■ **Working data**
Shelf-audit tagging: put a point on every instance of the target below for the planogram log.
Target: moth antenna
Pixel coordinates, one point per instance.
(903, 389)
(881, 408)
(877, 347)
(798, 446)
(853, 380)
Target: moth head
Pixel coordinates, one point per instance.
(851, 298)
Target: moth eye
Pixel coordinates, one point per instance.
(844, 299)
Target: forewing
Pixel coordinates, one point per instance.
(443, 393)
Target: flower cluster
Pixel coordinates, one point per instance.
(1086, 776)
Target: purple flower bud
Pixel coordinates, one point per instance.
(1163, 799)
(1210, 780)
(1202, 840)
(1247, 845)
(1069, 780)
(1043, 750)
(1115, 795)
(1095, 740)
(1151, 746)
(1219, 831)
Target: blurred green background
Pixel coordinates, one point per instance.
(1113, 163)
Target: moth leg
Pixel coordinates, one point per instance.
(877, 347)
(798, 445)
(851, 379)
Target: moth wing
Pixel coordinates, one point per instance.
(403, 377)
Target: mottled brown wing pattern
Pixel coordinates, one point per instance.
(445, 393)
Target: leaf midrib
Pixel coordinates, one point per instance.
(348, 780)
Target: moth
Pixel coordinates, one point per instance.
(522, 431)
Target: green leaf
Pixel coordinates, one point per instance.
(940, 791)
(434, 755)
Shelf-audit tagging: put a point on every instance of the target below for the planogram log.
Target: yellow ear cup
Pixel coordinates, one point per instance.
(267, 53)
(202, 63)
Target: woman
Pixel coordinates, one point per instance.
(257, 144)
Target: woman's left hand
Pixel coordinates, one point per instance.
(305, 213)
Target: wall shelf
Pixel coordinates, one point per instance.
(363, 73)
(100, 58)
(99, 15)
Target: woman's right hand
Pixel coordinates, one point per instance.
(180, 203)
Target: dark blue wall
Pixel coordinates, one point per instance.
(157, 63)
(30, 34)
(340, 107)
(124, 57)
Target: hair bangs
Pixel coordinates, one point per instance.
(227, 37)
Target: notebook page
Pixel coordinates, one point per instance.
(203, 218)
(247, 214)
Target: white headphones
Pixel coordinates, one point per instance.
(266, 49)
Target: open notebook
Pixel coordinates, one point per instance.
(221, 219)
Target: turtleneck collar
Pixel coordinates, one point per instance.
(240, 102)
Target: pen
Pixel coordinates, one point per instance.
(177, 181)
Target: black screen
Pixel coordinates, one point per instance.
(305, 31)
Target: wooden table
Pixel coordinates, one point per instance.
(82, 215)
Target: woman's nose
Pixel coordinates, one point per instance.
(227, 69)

■ **Exercise directions**
Revise the listing above by replacing "Pixel coordinates" with "Image coordinates" wherever it occurs, leaving every other line unchanged.

■ **Answer to the task**
Shelf-audit tagging: put a point on every instance of the target below for the planogram log.
Target: moth antenna
Image coordinates, one point per instance.
(903, 389)
(881, 408)
(877, 347)
(798, 446)
(853, 380)
Target: moth head
Image coordinates, one point per instance.
(851, 298)
Target: moth eye
Image coordinates, one point per instance.
(844, 299)
Target: forewing
Image coordinates, one point per instance.
(443, 393)
Target: flower cluster
Image coordinates, one point per instance.
(1086, 776)
Target: purple flower bud
Image coordinates, one point per instance.
(1163, 799)
(1210, 780)
(1202, 840)
(1247, 845)
(1069, 780)
(1043, 750)
(1115, 795)
(1095, 740)
(1151, 746)
(1219, 831)
Target: blurred green background
Image coordinates, one point per instance.
(1113, 163)
Target: moth leg
Image coordinates, one point per instance.
(877, 347)
(798, 445)
(851, 379)
Target: moth wing
Image coordinates, one point per instance.
(403, 377)
Target: mottled brown wing pattern
Image coordinates, one point per instance.
(445, 393)
Target: leaf midrib
Image coordinates, one point per instance.
(348, 780)
Target: moth
Image coordinates, one point per instance.
(522, 431)
Target: green leaf
Image coordinates, one point per instance.
(940, 791)
(434, 755)
Shelf-audit tagging: put a point on every instance of the target below for the planogram log.
Target: yellow ear cup
Image coordinates, one point per instance.
(267, 53)
(202, 63)
Target: woman
Image coordinates, one point per instance.
(257, 144)
Target: woman's left hand
Image coordinates, one point per instance.
(305, 213)
Target: wall shelf
Image coordinates, one point per instance.
(363, 73)
(100, 58)
(99, 15)
Target: woman's right hand
Image coordinates, one point per instance.
(180, 203)
Target: dark blue wall
Image coordinates, one point per instance.
(157, 63)
(30, 34)
(340, 107)
(124, 57)
Target: hair bangs
Image coordinates, one point per instance.
(227, 37)
Target: notebook page
Image coordinates, one point per instance.
(203, 218)
(247, 214)
Target: white headphones
Image coordinates, one point per instance.
(266, 49)
Target: open notebook
Image coordinates, one point per instance.
(221, 219)
Target: turtleneck collar
Image coordinates, one point per instance.
(240, 102)
Target: pen
Image coordinates, one point per instance.
(177, 181)
Target: black screen
Image coordinates, one point per instance.
(305, 31)
Target: wooden table
Image coordinates, one point per instance.
(82, 215)
Target: woman's nose
Image coordinates, one point per instance.
(227, 69)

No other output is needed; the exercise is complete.